[Mutation analysis of SMN1 gene in patients with spinal muscular atrophy].

OBJECTIVE

Spinal muscular atrophy (SMA) is an autosomal recessive neuromuscular disorder. About 80% - 90% of SMA patients are missing both copies of SMN1, and 5% - 10% of patients are compound heterozygotes. In the present study, we aimed to analyze survival motor neuron 1 (SMN1) gene mutation in three patients with spinal muscular atrophy and their families to explore the effect of mutation on SMN protein function and the relationship between mutation and clinical phenotype.

METHODS

According to the international criterion, all patients were diagnosed by a neurologist. Patient 1 is a 5 years old boy with SMA type II. Patient 2, female, 2.5 years old, was SMA type II. Patient 3, female, 9 years old, was SMA type III. The brother of patient 3 was SMA type II, too. The age at last examination was 14 years. Genomic DNA was extracted from peripheral blood leukocytes by using standard phenol/chloroform method and total RNA was extracted from whole blood with QIAamp RNA Blood Mini Kit. PCR/RFLP was used to detect the homozygosis deletion of the SMN1 exon 7, and multiplex ligation-dependent probe amplification (MLPA) were performed to analyze the gene dosage of SMN1 and SMN2 for each patient and his/her family members; reverse transcriptase (RT)-PCR and clone sequencing were conducted for identifying the point mutation of SMN1 in three patients. The sequencing of genomic DNA and MLPA were carried out in the 3 families members to confirm the transition of mutation.

§

◆ PROBLEM TO WORK ON ◆
Continue the abstract on SMN1 mutation analysis in spinal muscular atrophy from the point at which it stops.

Collected data entries

§

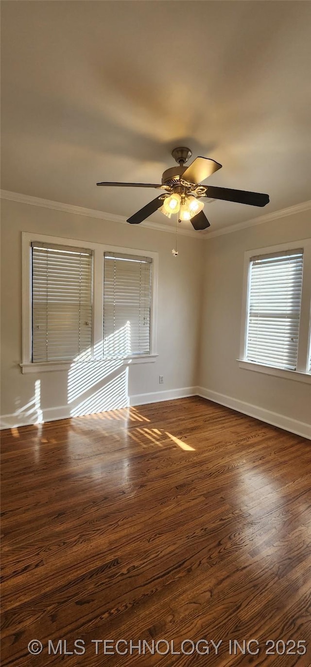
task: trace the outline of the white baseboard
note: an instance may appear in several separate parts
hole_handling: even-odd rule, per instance
[[[143,406],[148,403],[158,403],[161,401],[171,401],[176,398],[185,398],[187,396],[201,396],[209,401],[218,403],[226,408],[237,410],[243,414],[254,417],[255,419],[271,424],[286,431],[290,431],[298,436],[311,440],[311,426],[297,420],[290,419],[284,415],[272,412],[270,410],[258,408],[250,403],[245,403],[232,396],[226,396],[224,394],[218,394],[204,387],[184,387],[180,389],[170,389],[163,392],[154,392],[147,394],[137,394],[130,396],[128,404],[130,406]],[[85,413],[90,414],[90,412]],[[93,413],[96,414],[96,413]],[[27,426],[33,424],[41,424],[45,422],[54,422],[61,419],[69,419],[73,417],[71,408],[69,406],[60,406],[58,408],[50,408],[42,412],[32,412],[31,414],[21,412],[19,414],[3,415],[0,420],[0,428],[14,428],[19,426]]]
[[[244,403],[244,401],[232,398],[232,396],[226,396],[224,394],[218,394],[218,392],[212,392],[204,387],[197,387],[196,388],[197,396],[202,396],[202,398],[207,398],[209,401],[219,403],[222,406],[225,406],[226,408],[230,408],[238,412],[242,412],[243,414],[259,419],[261,422],[266,422],[267,424],[271,424],[273,426],[278,426],[285,431],[290,431],[291,433],[294,433],[297,436],[302,436],[302,438],[311,440],[310,424],[291,419],[284,415],[279,414],[278,412],[272,412],[263,408],[258,408],[258,406],[253,406],[250,403]]]
[[[186,398],[197,396],[197,387],[184,387],[182,389],[168,389],[164,392],[151,394],[137,394],[130,396],[130,406],[145,406],[147,403],[159,403],[161,401],[172,401],[176,398]]]
[[[181,389],[171,389],[164,392],[154,392],[150,394],[138,394],[129,396],[124,405],[118,406],[117,409],[125,408],[127,406],[142,406],[147,403],[158,403],[160,401],[170,401],[175,398],[184,398],[186,396],[194,396],[197,394],[197,387],[184,387]],[[97,413],[87,412],[84,414],[97,414]],[[73,414],[72,407],[70,406],[59,406],[57,408],[48,408],[42,410],[31,410],[21,412],[18,414],[2,415],[0,418],[0,429],[15,428],[19,426],[29,426],[31,424],[43,424],[45,422],[55,422],[61,419],[70,419],[78,416]],[[79,414],[79,416],[83,416]]]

§

◆ ANSWER TO THIS TASK ◆
RESULTS

No homozygous deletion of the SMN1 exon 7 was observed in any member of the 3 families. Case 1 and case 2 had one SMN1 copy compound with c.400G > A (p.Glu134Lys) mutation on it and SMN2 was two copies, respectively. Case 3 and her brother also had one copy of SMN1 and two copies of SMN2, and a mutation c.689C > T (p.Ser230Leu) occurred on the retained SMN1. All point mutations were from their fathers and deletion come from their mothers for SMN1 gene.

CONCLUSIONS

In this work, p.Glu134Lys and p.Ser230Leu mutations were identified in three unrelated families and p.Glu134Lys from two patients was first discovered in Chinese SMA. The p.Glu134Lys mutation within the SMN Tudor domain prevents the binding of SMN and Sm. The fact that p.Ser230Leu results in a polar amino acid substituted for non-polar amino acid possibly affects the structure of SMN and then damages its function. SMN1 point mutation analysis is not only advantageous to the diagnosis of those patients with heterozygous deletion of SMN1, but will be beneficial to the prenatal diagnosis and genetic counseling for their families.